Fugas - Viagens

Luís Maio

Bruxelas - O orgulho e o preconceito da era colonial

Por Luís Maio

Santuário do coleccionismo e da ciência exótica, o Museu Real da África Central é um verdadeiro dinossauro da museologia e uma montra de como se fez a colonização belga. A Fugas foi visitá-lo antes da modernização e da correcção política

O Museu Real da África Central presta-se a sofrer uma metamorfose radical. A instituição situada em Tervuren, cerca de 12 quilómetros a leste de Bruxelas, detém a maior colecção de etnologia e de história natural da África subsariana. Inicia este ano um ambicioso processo de renovação, a começar pela construção de um novo pavilhão, à entrada do parque em que se situa. Um pavilhão envidraçado de dois pisos, da autoria da firma de arquitectos Beel, destinado a congregar bilheteira, loja, cafetaria e sala de conferências. Servirá também de nova entrada e os visitantes acederão a partir daí a um espaço subterrâneo com três salas de exposições temporárias, enquanto o museu actual será inteiramente consagrado à exposição permanente. O museu permanecerá aberto ao público mesmo assim, ou durante o período em que as obras decorrem.

(Registos de anotação por pontos)
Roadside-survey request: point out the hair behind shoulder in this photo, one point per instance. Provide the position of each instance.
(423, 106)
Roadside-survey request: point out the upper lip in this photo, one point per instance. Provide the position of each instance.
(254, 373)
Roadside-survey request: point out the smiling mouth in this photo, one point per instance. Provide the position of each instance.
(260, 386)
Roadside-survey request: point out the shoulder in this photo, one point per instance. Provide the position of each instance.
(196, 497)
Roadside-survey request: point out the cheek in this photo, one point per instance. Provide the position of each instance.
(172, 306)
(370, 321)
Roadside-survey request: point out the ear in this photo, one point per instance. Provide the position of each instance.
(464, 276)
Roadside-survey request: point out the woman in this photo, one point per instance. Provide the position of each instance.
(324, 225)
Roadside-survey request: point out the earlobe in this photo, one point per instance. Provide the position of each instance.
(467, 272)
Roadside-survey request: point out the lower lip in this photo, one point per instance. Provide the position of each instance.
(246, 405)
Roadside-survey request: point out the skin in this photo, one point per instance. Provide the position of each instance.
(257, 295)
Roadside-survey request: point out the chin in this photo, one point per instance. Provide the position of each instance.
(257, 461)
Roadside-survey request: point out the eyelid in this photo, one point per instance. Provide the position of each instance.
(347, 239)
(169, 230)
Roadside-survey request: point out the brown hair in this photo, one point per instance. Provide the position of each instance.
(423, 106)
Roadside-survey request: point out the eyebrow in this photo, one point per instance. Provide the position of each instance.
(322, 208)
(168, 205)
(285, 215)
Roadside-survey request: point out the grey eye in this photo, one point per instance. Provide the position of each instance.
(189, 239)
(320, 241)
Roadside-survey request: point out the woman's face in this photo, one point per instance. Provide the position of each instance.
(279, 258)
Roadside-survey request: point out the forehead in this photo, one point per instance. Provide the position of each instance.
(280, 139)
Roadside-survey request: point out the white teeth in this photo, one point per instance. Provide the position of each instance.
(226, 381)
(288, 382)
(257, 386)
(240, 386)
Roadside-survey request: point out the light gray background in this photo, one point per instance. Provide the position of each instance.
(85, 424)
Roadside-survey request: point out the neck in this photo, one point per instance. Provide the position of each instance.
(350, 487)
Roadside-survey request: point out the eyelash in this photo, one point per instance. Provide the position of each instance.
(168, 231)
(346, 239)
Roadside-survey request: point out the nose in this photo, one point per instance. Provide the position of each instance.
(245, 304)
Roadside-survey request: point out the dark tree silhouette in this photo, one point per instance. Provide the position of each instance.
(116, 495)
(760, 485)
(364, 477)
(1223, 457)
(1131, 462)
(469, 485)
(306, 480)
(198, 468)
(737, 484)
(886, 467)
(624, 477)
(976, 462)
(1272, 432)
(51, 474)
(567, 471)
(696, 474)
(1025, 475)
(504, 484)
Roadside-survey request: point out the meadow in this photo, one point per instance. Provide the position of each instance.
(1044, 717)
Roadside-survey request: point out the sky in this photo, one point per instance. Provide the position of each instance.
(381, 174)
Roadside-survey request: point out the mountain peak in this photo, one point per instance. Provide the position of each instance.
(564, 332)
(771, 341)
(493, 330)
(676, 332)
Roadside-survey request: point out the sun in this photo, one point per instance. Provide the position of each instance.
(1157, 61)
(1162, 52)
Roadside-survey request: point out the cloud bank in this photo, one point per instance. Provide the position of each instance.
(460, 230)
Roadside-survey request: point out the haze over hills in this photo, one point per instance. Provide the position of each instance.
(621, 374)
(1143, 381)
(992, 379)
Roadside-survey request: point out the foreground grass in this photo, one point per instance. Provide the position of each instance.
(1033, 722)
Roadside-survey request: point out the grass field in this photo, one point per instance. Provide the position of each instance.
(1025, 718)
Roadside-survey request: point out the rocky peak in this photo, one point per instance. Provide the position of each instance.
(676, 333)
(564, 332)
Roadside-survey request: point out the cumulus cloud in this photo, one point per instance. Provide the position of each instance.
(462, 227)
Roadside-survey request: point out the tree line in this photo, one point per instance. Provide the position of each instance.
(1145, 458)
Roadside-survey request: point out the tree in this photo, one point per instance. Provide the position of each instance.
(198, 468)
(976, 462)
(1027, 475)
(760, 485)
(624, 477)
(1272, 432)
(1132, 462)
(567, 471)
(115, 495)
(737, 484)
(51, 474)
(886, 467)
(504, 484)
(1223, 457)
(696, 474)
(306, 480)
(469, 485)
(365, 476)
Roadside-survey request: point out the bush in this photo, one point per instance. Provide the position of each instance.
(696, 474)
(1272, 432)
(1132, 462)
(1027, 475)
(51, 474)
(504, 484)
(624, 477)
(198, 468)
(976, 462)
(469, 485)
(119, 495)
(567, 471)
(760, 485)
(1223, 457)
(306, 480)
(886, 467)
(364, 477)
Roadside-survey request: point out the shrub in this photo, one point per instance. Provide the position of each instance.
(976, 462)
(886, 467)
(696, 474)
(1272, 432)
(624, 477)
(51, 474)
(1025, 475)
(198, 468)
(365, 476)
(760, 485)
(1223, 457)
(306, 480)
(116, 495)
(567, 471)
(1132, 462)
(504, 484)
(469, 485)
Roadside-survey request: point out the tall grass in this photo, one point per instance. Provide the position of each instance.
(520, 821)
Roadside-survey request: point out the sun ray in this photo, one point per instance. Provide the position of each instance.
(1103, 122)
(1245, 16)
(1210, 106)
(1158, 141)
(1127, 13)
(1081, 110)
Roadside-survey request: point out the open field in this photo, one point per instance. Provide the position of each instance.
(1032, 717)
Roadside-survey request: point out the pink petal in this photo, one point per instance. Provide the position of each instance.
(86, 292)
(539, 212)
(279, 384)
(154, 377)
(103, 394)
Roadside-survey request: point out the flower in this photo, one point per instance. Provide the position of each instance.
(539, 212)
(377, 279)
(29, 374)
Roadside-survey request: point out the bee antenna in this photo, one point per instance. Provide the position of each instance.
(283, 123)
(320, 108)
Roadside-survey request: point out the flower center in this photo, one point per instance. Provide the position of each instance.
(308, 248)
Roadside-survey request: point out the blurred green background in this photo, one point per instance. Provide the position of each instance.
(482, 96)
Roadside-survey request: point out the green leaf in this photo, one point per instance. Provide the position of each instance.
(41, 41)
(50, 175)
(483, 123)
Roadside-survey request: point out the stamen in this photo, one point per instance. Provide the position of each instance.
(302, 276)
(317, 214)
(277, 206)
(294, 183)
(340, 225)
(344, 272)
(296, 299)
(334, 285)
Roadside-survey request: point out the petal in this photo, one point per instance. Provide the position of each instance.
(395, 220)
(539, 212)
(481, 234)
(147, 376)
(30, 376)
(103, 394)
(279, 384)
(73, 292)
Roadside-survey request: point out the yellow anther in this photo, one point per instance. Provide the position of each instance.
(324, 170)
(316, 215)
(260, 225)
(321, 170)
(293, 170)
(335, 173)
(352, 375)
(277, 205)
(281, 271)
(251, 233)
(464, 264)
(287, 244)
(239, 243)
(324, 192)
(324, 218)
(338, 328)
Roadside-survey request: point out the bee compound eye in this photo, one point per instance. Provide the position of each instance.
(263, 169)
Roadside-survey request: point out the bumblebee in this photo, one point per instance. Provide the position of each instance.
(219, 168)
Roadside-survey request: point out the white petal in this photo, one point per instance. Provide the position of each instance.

(ENUNCIADO 1): No artigo sobre o Museu Real da África Central, reescreva em forma de lista o parágrafo que começa por "O Museu Real da África Central presta-se", mantendo os factos principais.
(ENUNCIADO 2): Dê seguimento ao artigo sobre o Museu Real da África Central a partir da última frase apresentada.

(RESPOSTA 1):
- O Museu Real da África Central vai passar por uma transformação radical.
- Fica em Tervuren, a cerca de 12 quilómetros a leste de Bruxelas.
- Tem a maior coleção de etnologia e de história natural da África subsariana.
- A renovação começa este ano com a construção de um novo pavilhão à entrada do parque.
- O pavilhão, envidraçado e de dois pisos, é da firma de arquitetos Beel e terá bilheteira, loja, cafetaria e sala de conferências.
- Será a nova entrada e dará acesso a um espaço subterrâneo com três salas de exposições temporárias.
- O edifício atual ficará inteiramente dedicado à exposição permanente.
- O museu continuará aberto ao público durante as obras.

(RESPOSTA 2):
É um lifting necessário, que peca quando muito por ser tardio. Mas se a modernização era desejada, por outro lado lastima-se, na medida em que vai seguramente limar, ou mesmo apagar, os traços anacrónicos que tornam este museu tão especial, tão diferente de todos os outros que na mesma especialidade existem por esse mundo fora. Porque o Museu Real da África Central é essa coisa hoje já tão rara na Europa que é um museu de etnologia à antiga, "um museu de um museu", que pouco ou nada mudou desde a Expo de 1958. Com esta particularidade: apesar da forte contestação à presença belga que já então agitava o Congo e dois anos depois levaria à independência do país africano, o museu fazia ainda finca-pé de uma visão idílica das relações belgo-congolesas.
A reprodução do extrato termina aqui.